## start Document passage

Proof. Let $S(p,n)$ be the inequality in the statement of the claim. First, it is proved for all $p\geq 1$ that $S(p,1)$ is true.

Base step: The statement $S(1,1)$ is true since $1<2$.

Inductive step (inducting on $p$): Fix some $k\geq1$, and assume that $S(k,1)$ is true; that is, $\sum_{i=1}^1 i^k<\frac{2^{k+1}}{k+1}$. Beginning with the left-hand side of $S(k+1,1)$, $$ \sum_{i=1}^1 i^{k+1}=1^{k+1}=1^k<\frac{2^{k+1}}{k+1}<\frac{2^{k+2}}{k+2}, $$ we reach the right-hand side of $S(k+1,1)$. Hence, $S(k,1)\to S(k+1,1)$, and so by mathematical induction, for all $p\geq1$, $S(p,1)$ is true.

Fix an arbitrary $p_0$. Then $S(p_0,1)$ is true and so this is a base step for proving for all $n$ that $S(p_0,n)$ holds.

## end Document passage
## start Collected data

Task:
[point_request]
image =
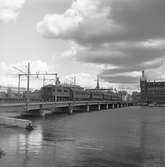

## end Collected data

◆ To-do list:
1/ Transcribe the part of the induction proof that opens with the words containing "Proof. Let $S(p,n)$" and closes with "true since $1<2$.".
2/ In the induction proof, list each distinct form of the statement $S$ that appears with particular arguments, in order of first appearance.
3/ Carry on the induction proof from the point where it stops.

◆ Answers to the exercises:
1/
Proof. Let $S(p,n)$ be the inequality in the statement of the claim. First, it is proved for all $p\geq 1$ that $S(p,1)$ is true.

Base step: The statement $S(1,1)$ is true since $1<2$.

2/
$S(p,n)$
$S(p,1)$
$S(1,1)$
$S(k,1)$
$S(k+1,1)$
$S(p_0,1)$
$S(p_0,n)$

3/
Inductive step (inducting on $n$): This step is of the form $S(p_0,\ell)\to S(p_0,\ell+1)$. Let $\ell\geq1$ be fixed and assume that $S(p_0,\ell)$ is true; that is, $\sum_{i=1}^\ell i^{p_0}<\frac{(\ell+1)^{p_0+1}}{p_0+1}$. Beginning with the left-hand side of $S(p_0,\ell+1)$, \begin{align} \sum_{i=1}^{\ell+1}i^{p_0}&= \sum_{i=1}^{\ell}i^{p_0}+(\ell+1)^{p_0}\tag{by definition}\\[1em] &< \frac{(\ell+1)^{p_0+1}}{p_0+1}+(\ell+1)^{p_0}\tag{ind. hyp.}\\[1em] &= \frac{(\ell+1)^{p_0+1}+(p_0+1)(\ell+1)^{p_0}}{p_0+1}\tag{simplify}\\[1em] &< \frac{(\ell+2)^{p_0+1}}{p_0+1},\tag{bin. thm. $(\dagger)$} \end{align} we reach the right-hand side of $S(p_0,\ell+1)$. Hence, by induction, for each fixed $p_0$ and all $n\geq1$, we see that $S(p_0,n)$ is true, completing the inductive step.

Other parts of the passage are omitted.